• REQUIRED WORK
[1] In the Barnaby Joyce passage, rewrite the words starting with "It’s worth taking" and going on through "next few years.", swapping "sovereign debt" for "national debt".
[2] Do these statements agree with the Barnaby Joyce passage? Answer yes or no for each, and quote the words that decide it. (a) Dr Keen began publicly warning of a GFC in December 2005. (b) Ken Henry regarded an American debt default as a high probability outcome. (c) Senator Joyce put his question to Ken Henry at a Senate estimates hearing on Wednesday night.
[3] According to the Barnaby Joyce passage, why did Senator Joyce say the US was in a similar position to Iceland or Germany before World War II?

• TEXT BLOCK
○ ○ ○ ○ ○

Mind you, he was running a little late. Dr Keen began publicly warning of a GFC in December 2005.  Roubini issued his warnings from mid-late 2006.

Now he’s running a little late again, with this warning of a “perfect storm”.

Barnaby Joyce began warning of the risk of “economic Armageddon” nearly 18 months ago. And for exactly the same reasons – rising levels of public and private debt in the USA, and around the world.

It’s worth taking a minute or two to clearly recall just what Barnaby had to say.

From the Brisbane Times, October 23, 2009 (emphasis added):

The Nationals Senate leader Barnaby Joyce is openly canvassing an economic upheaval that would dwarf the current global financial crisis, triggered by the US defaulting on its sovereign debt within the next few years.

In unusually pessimistic comments for a senior political figure, Senator Joyce said the US Government was running such large deficits and building up so much debt that it was in a similar position to Iceland or Germany before World War II.

In a Senate estimates hearing on Wednesday night, he asked Treasury secretary Ken Henry what would be the implications of an American debt default for the Australian economy.

Dr Henry warned that canvassing extreme scenarios could alarm the community.

”I don’t mind discussing hypotheticals in general … [but] one has to be careful not to discuss publicly hypotheticals that are that extreme,” Dr Henry said.

”I don’t, myself, consider that outcome to be a high probability outcome, certainly not one that I would want to say much about in a public forum.”

But Senator Joyce insisted yesterday that the dangers to the global economy from the run-up in US private and public sector debt were real and should be debated.

”It is the elephant in the room,” Senator Joyce said. ”This is a huge risk that Australia faces. What is the game plan, what happens if it comes unstuck?

○ ○ ○ ○ ○

(Object point labels)
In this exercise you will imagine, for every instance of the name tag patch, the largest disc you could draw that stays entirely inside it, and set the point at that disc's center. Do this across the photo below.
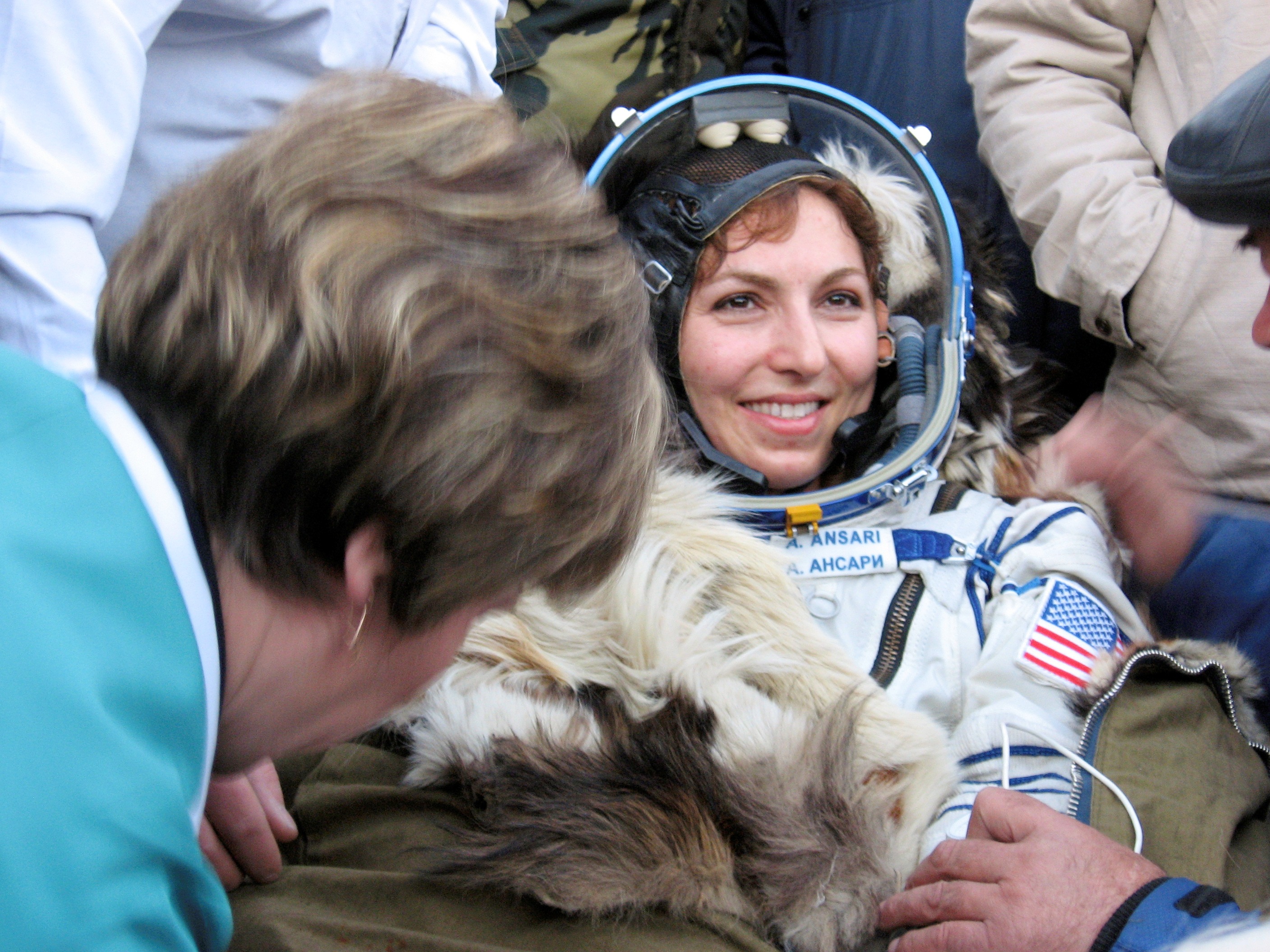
(836, 553)
(1068, 634)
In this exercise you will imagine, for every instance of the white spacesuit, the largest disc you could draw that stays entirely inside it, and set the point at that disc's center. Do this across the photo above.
(1045, 602)
(701, 733)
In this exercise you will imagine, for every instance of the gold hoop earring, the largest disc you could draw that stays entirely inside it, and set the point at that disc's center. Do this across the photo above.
(361, 621)
(891, 358)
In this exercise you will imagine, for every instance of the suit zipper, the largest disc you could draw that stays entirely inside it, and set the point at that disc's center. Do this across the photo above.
(903, 604)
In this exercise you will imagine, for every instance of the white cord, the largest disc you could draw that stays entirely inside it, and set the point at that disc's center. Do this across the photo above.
(1005, 755)
(1080, 761)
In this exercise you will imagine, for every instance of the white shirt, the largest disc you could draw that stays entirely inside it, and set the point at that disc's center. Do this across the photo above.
(103, 106)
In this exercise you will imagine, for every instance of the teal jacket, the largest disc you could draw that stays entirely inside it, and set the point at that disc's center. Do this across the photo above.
(105, 710)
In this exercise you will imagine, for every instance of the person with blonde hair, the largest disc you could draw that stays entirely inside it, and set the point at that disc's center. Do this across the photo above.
(373, 374)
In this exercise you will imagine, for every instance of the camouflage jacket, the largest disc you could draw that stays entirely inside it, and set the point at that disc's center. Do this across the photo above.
(568, 64)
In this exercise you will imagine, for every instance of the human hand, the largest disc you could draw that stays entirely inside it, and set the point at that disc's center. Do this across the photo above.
(243, 823)
(1154, 507)
(1025, 879)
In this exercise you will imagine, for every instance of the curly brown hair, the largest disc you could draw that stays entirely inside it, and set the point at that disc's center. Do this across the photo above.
(396, 307)
(773, 216)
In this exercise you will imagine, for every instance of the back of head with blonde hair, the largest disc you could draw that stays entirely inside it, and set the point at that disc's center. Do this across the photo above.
(393, 307)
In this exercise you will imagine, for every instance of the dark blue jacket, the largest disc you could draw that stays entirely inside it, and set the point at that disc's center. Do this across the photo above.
(1166, 912)
(1221, 593)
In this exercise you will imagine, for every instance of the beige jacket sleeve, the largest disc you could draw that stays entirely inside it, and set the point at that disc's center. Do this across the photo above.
(1053, 82)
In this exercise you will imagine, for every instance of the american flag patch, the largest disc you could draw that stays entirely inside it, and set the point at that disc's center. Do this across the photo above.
(1068, 634)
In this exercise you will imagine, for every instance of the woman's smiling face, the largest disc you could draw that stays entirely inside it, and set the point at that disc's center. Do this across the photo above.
(780, 344)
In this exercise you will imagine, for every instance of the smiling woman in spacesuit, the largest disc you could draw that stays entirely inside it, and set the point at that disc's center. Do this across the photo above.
(699, 734)
(816, 412)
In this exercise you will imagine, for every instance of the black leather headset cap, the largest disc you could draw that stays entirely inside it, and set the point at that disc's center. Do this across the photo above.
(686, 200)
(1219, 162)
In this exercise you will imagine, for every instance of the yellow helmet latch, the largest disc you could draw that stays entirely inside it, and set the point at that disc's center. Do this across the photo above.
(802, 516)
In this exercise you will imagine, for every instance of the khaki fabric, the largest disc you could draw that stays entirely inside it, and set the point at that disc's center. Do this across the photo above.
(1077, 102)
(567, 65)
(351, 881)
(1199, 790)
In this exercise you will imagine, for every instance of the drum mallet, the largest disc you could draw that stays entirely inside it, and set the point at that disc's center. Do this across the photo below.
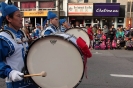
(43, 74)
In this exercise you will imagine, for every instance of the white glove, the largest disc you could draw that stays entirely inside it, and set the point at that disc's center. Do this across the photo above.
(15, 75)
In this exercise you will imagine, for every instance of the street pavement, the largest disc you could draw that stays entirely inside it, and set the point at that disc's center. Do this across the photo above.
(100, 67)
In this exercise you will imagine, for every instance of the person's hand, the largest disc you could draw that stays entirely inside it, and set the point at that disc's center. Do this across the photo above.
(15, 75)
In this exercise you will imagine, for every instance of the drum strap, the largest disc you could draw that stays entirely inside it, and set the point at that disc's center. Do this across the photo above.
(85, 50)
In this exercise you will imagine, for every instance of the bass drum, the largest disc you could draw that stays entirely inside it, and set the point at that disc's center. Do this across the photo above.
(79, 32)
(60, 57)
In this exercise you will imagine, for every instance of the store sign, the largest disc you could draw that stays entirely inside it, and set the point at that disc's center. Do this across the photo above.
(35, 13)
(106, 9)
(76, 9)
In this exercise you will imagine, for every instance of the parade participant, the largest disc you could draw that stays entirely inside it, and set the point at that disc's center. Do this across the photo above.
(64, 25)
(38, 30)
(53, 26)
(90, 33)
(12, 47)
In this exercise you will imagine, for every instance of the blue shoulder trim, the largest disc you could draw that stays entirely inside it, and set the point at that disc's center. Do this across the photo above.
(12, 49)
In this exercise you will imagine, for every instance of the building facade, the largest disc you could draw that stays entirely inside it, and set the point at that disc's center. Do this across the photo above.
(35, 11)
(105, 12)
(79, 12)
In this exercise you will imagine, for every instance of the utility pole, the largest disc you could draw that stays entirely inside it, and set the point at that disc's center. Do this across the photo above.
(131, 12)
(9, 2)
(58, 11)
(130, 17)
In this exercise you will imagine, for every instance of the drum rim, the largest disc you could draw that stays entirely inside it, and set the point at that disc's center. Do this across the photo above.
(25, 60)
(77, 28)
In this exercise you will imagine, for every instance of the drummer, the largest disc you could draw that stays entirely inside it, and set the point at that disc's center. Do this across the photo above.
(12, 50)
(64, 25)
(53, 26)
(38, 30)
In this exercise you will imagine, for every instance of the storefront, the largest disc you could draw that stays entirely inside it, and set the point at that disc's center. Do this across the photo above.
(107, 14)
(37, 16)
(77, 13)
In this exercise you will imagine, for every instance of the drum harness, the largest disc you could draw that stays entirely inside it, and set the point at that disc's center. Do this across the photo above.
(22, 41)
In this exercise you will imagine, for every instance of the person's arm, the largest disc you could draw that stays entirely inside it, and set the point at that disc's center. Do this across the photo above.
(4, 50)
(122, 34)
(48, 32)
(117, 34)
(37, 33)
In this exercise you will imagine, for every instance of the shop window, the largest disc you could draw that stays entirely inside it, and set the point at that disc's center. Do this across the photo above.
(128, 6)
(87, 20)
(16, 4)
(86, 1)
(111, 1)
(120, 20)
(96, 20)
(61, 4)
(114, 1)
(108, 1)
(24, 5)
(46, 4)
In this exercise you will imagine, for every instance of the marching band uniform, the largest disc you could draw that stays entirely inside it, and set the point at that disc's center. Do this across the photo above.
(38, 31)
(51, 27)
(63, 28)
(13, 47)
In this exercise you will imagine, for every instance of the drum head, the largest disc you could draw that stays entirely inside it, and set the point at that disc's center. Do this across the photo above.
(77, 32)
(59, 58)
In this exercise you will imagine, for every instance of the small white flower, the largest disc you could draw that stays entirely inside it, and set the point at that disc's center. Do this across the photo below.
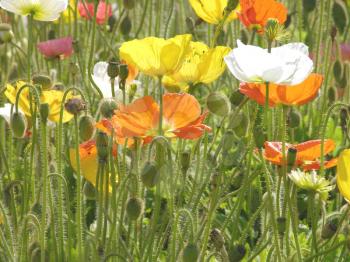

○ ○ ○ ○ ○

• WRITTEN RESPONSES
[1]
It’s worth taking a minute or two to clearly recall just what Barnaby had to say.

From the Brisbane Times, October 23, 2009 (emphasis added):

The Nationals Senate leader Barnaby Joyce is openly canvassing an economic upheaval that would dwarf the current global financial crisis, triggered by the US defaulting on its national debt within the next few years.

[2]
(a) Yes: "Dr Keen began publicly warning of a GFC in December 2005."
(b) No: "I don’t, myself, consider that outcome to be a high probability outcome"
(c) Yes: "In a Senate estimates hearing on Wednesday night, he asked Treasury secretary Ken Henry what would be the implications of an American debt default for the Australian economy."

[3] He said so because the US Government was running very large deficits and building up a great deal of debt.